### WHAT YOU ARE ASKED TO DO:
Only the lines running from the one with "Each instance of the shoreline" to the end of the listing should be returned, each exactly as it appears, with both ends kept.

### DATASET EXTRACT:

== == ==

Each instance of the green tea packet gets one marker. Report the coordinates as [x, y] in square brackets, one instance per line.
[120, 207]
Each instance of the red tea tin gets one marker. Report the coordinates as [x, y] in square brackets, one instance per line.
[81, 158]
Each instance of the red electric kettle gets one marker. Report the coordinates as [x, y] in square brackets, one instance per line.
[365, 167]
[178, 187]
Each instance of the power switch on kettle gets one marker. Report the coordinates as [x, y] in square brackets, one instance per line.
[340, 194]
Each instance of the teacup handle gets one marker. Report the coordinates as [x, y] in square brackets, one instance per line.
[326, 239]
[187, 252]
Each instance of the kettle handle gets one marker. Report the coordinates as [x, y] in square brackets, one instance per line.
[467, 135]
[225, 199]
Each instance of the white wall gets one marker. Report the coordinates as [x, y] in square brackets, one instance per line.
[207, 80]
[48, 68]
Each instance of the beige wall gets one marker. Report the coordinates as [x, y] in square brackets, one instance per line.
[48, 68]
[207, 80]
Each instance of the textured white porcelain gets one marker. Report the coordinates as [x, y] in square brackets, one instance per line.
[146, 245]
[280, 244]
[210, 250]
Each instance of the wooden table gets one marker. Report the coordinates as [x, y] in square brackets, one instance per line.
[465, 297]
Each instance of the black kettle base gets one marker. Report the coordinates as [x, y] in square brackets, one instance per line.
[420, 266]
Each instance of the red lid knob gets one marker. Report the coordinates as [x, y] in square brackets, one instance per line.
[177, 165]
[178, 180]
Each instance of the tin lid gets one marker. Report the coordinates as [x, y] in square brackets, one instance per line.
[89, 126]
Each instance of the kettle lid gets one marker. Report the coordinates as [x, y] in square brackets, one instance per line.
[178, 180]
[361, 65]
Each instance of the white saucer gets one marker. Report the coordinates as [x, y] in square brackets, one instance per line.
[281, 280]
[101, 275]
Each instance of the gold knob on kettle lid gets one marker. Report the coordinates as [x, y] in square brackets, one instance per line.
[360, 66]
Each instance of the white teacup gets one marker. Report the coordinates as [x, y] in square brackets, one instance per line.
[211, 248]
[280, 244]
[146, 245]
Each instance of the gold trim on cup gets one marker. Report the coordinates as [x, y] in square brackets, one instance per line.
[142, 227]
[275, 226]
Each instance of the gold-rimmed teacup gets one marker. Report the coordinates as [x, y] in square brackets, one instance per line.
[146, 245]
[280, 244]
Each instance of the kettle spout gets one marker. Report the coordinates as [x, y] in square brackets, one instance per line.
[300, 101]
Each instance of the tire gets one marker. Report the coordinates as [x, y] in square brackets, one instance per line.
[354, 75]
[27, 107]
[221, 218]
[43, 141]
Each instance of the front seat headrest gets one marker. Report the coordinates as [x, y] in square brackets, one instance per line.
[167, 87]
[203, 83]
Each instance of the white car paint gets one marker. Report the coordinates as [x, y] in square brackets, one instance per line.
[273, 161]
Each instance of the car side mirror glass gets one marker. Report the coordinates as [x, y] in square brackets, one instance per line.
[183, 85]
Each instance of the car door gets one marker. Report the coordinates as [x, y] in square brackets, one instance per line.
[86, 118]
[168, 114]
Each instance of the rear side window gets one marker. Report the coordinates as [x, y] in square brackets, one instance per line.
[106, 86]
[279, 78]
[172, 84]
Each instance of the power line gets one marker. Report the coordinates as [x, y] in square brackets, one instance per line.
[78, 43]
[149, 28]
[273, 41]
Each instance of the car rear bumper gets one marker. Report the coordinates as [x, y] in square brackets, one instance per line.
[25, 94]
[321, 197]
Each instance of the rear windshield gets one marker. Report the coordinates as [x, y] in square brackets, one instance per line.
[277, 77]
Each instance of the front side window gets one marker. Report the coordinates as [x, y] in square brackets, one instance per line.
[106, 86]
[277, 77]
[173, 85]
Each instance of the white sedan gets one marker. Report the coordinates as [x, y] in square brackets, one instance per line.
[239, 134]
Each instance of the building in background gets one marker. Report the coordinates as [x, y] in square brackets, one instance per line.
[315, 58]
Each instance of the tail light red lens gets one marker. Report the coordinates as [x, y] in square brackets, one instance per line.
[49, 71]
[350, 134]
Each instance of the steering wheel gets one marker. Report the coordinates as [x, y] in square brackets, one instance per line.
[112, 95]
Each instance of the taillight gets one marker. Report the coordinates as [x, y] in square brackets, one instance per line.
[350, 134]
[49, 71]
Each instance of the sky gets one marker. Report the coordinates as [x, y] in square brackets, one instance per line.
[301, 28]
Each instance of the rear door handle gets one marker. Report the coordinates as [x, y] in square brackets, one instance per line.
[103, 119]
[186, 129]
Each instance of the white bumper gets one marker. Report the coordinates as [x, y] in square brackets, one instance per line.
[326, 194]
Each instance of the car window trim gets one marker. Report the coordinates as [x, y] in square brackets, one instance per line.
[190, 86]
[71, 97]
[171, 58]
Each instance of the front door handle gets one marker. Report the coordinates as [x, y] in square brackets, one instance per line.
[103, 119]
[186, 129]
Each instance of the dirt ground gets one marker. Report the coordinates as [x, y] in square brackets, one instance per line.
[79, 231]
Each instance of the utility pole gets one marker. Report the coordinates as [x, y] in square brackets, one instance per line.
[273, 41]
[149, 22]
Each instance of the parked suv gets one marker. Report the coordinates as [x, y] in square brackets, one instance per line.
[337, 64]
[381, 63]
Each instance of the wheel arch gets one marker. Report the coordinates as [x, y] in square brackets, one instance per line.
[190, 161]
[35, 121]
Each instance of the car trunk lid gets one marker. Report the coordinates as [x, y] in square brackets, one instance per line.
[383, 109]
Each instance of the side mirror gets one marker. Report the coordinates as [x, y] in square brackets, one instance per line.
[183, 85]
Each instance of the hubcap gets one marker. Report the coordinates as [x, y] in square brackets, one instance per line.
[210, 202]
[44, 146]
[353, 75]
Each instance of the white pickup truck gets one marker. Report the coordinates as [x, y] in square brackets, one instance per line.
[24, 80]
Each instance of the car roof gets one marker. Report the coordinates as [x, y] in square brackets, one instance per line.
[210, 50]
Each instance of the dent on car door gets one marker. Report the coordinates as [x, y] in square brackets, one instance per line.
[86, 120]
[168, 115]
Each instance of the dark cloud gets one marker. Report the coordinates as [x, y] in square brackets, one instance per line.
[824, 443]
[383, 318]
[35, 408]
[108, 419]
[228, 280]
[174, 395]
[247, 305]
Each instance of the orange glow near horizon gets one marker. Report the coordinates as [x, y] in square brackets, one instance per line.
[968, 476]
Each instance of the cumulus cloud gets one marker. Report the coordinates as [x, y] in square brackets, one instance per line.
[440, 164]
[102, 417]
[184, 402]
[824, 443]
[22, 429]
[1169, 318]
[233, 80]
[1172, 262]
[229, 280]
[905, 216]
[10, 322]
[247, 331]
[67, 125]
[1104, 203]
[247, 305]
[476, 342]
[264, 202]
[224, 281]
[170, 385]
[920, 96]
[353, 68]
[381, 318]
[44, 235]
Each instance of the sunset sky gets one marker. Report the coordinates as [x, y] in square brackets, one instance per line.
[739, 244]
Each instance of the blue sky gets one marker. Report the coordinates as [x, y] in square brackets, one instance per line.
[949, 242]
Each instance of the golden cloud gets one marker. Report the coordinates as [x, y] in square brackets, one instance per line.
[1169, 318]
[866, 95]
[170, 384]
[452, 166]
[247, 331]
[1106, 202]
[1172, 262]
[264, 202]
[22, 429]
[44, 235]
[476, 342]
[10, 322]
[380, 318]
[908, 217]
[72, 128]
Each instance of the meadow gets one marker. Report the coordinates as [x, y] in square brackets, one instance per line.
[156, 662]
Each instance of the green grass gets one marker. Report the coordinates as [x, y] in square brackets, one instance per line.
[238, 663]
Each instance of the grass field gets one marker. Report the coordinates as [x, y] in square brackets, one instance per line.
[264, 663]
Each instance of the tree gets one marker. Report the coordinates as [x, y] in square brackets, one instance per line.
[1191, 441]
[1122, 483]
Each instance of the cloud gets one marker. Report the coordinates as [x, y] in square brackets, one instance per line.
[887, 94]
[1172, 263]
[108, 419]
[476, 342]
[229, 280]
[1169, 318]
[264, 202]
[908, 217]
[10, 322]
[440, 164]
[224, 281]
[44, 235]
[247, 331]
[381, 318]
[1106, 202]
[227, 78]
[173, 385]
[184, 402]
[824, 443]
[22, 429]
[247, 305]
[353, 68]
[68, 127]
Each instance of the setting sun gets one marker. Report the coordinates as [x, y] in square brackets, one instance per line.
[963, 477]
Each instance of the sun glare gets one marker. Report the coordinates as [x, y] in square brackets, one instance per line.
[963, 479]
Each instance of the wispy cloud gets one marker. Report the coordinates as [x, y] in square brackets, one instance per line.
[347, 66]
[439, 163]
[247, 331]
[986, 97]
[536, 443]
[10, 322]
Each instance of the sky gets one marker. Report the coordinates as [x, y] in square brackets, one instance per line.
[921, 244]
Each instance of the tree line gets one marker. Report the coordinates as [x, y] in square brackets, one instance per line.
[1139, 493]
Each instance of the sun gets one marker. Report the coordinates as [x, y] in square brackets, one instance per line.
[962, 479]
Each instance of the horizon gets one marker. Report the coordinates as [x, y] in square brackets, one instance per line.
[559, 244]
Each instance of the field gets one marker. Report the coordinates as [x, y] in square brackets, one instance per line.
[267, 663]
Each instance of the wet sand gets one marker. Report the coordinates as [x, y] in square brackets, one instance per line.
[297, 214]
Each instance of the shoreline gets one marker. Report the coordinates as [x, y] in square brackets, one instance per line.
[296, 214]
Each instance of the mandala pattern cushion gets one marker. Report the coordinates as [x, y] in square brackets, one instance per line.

== == ==

### ANSWER TO THIS EXERCISE:
Each instance of the shoreline gets one marker. Report the coordinates as [x, y] in square brackets, one instance per line.
[296, 214]
Each instance of the mandala pattern cushion gets one marker. Report the coordinates as [x, y] in square brackets, one instance per line.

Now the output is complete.